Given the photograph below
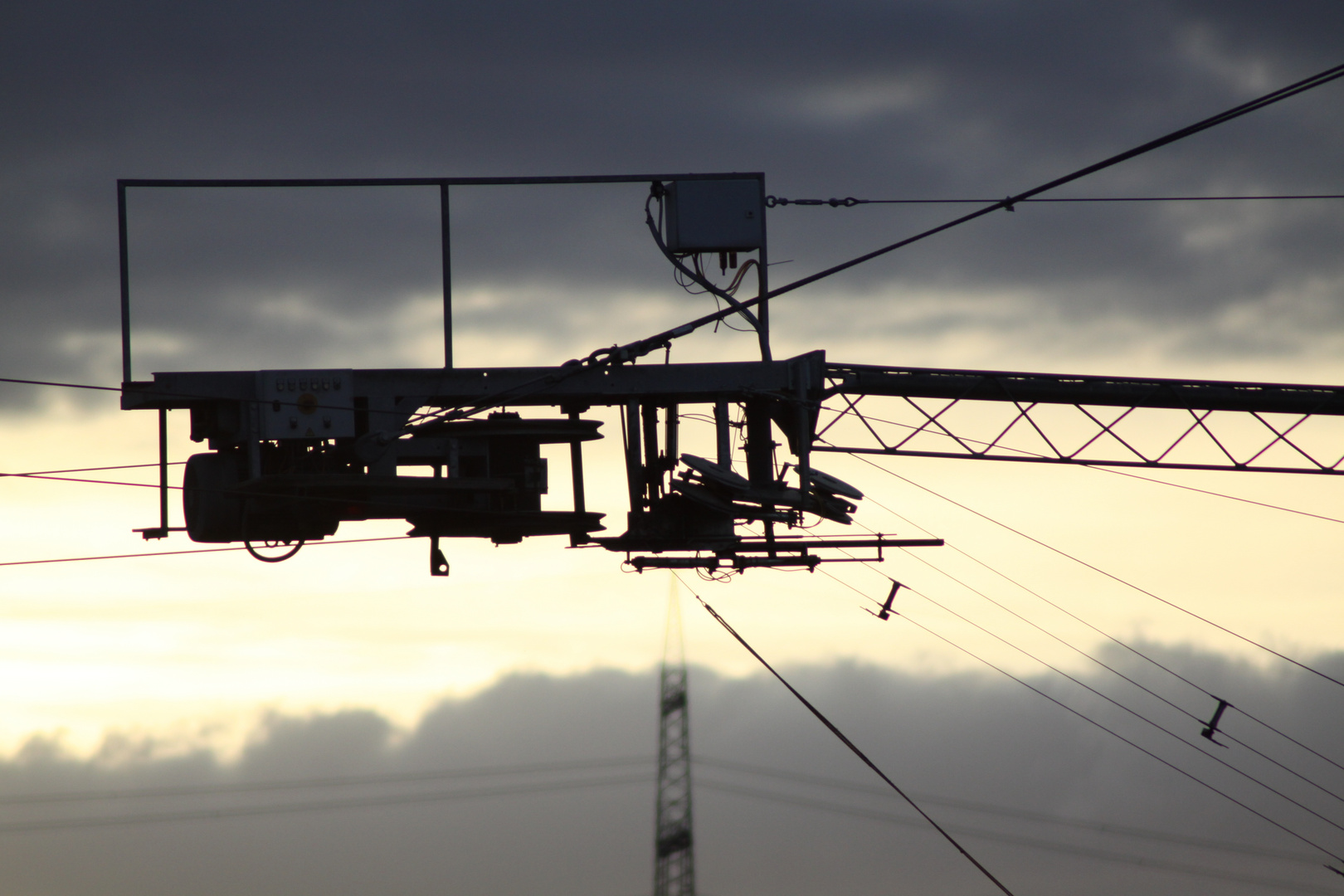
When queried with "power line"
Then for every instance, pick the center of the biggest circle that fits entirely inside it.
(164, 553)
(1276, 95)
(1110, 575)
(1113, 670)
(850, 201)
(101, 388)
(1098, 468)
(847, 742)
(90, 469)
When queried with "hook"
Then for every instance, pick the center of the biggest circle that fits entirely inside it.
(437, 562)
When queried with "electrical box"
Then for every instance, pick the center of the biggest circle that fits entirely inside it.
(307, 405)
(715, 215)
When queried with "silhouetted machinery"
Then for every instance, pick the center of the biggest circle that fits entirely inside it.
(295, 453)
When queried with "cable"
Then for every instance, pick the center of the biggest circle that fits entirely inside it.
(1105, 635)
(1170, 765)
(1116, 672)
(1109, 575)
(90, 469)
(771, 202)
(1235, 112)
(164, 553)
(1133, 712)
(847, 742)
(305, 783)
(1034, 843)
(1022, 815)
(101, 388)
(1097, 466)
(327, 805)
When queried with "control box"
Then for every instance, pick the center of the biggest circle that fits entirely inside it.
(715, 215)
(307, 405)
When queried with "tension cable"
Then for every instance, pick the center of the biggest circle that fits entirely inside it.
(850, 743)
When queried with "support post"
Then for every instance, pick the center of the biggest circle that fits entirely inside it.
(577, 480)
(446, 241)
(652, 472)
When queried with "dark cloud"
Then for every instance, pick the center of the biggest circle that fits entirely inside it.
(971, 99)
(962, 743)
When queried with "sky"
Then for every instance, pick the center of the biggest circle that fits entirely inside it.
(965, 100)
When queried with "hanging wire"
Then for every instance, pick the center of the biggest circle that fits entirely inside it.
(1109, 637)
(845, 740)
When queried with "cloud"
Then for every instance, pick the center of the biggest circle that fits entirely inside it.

:::

» **Goal of the exercise**
All of the material above is to be copied exactly, except for its images.

» **Output for this task**
Given the photograph below
When queried with "power line"
Then for every instance, pick the center of the biggest circle that fits entirely inside it.
(164, 553)
(1276, 95)
(1110, 575)
(1113, 670)
(850, 201)
(101, 388)
(1098, 468)
(847, 742)
(90, 469)
When queried with "hook"
Then for every instance, pick the center of the biggest circle that fits entirely inside it.
(437, 562)
When queried with "electrical box"
Then for every instance, pick the center of the biggest circle that fits entirely inside it.
(307, 405)
(715, 215)
When queried with "silhouetted machinery"
Then for every instance, pick the center of the biggest circle that fits entirely inside it.
(295, 453)
When queried with "cable"
Then for every instance, pick the center of the biggest circle that fits entirely inside it.
(1105, 635)
(1170, 765)
(1116, 672)
(1109, 575)
(90, 469)
(771, 202)
(1235, 112)
(164, 553)
(1133, 712)
(847, 742)
(305, 783)
(1034, 843)
(1022, 815)
(101, 388)
(1097, 466)
(327, 805)
When queried with "control box"
Then for every instance, pick the center of the biggest circle that fits entirely inside it.
(715, 215)
(307, 405)
When queried with "tension cable"
Then for every instance, pick the center of the biggest circle that fits entirely inside it.
(850, 743)
When queried with "support post"
Then for every instance, pick the center of the biggest circle that fits entirely inside it.
(577, 480)
(446, 241)
(652, 472)
When queried with "dark cloud"
Then for every instance, pick the center of the biggest circle that fits entirely inside it.
(971, 99)
(962, 743)
When queried with "sky"
Then for every instance, pick the center of the biggest circle that fits entirely inside it.
(965, 100)
When queried with "hanging wire"
Then for every instance, pick the center of the biggest circle that fits entirely inside it.
(1109, 637)
(845, 740)
When queried with "cloud"
Then for every instance, pick the center of the biggest circle that fits entirely inside it.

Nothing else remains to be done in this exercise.